Extracted data entries
•••
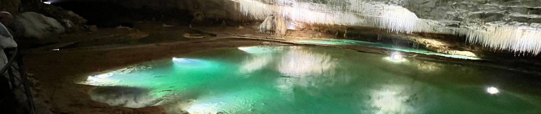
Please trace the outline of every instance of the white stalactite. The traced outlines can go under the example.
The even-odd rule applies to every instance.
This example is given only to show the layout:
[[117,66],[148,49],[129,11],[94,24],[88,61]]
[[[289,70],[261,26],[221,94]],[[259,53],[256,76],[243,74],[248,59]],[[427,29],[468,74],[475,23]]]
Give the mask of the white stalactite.
[[[468,28],[450,29],[437,21],[419,19],[415,14],[401,6],[377,2],[349,0],[340,3],[329,0],[326,1],[328,4],[324,4],[301,0],[232,1],[239,3],[237,9],[244,16],[258,20],[262,21],[274,15],[291,21],[284,22],[297,23],[294,25],[374,26],[387,29],[389,32],[408,33],[453,33],[454,31],[457,35],[466,36],[469,43],[480,44],[495,50],[509,50],[523,55],[537,55],[541,51],[541,29],[538,28],[541,24],[499,25],[487,23],[488,25],[480,25],[476,28],[466,26]],[[434,30],[436,28],[447,29],[438,31]],[[285,33],[281,32],[285,32],[282,30],[275,33],[284,35]]]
•••
• **STATED TASK**
Render every line of the records as a JSON list of strings, one string per line, with blank lines and pictures left out.

• **OUTPUT FOR THIS TASK**
[
  "Please trace the outline of every instance of the white stalactite. The traced outlines can go under the example.",
  "The even-odd rule applies to every instance.",
  "This example is given only to show the layout:",
  "[[117,66],[148,49],[129,11],[94,24],[88,61]]",
  "[[[289,70],[261,26],[221,94]],[[259,53],[256,76],[243,74],[248,59]],[[427,29],[468,74],[475,23]]]",
  "Give the mask of the white stalactite.",
  "[[[468,28],[450,29],[437,21],[419,19],[415,14],[401,6],[377,2],[349,0],[340,3],[329,0],[326,1],[328,4],[324,4],[301,0],[232,1],[239,3],[237,9],[244,16],[258,20],[262,21],[274,15],[291,21],[284,22],[297,23],[294,25],[374,26],[387,29],[389,32],[408,33],[453,33],[454,31],[457,35],[466,36],[469,43],[480,44],[495,50],[509,50],[523,55],[537,55],[541,51],[541,29],[538,28],[541,24],[499,25],[487,23],[488,25],[480,25],[476,28],[466,26]],[[434,30],[436,28],[447,29],[438,31]],[[285,33],[281,32],[285,32],[282,30],[275,33],[284,35]]]"
]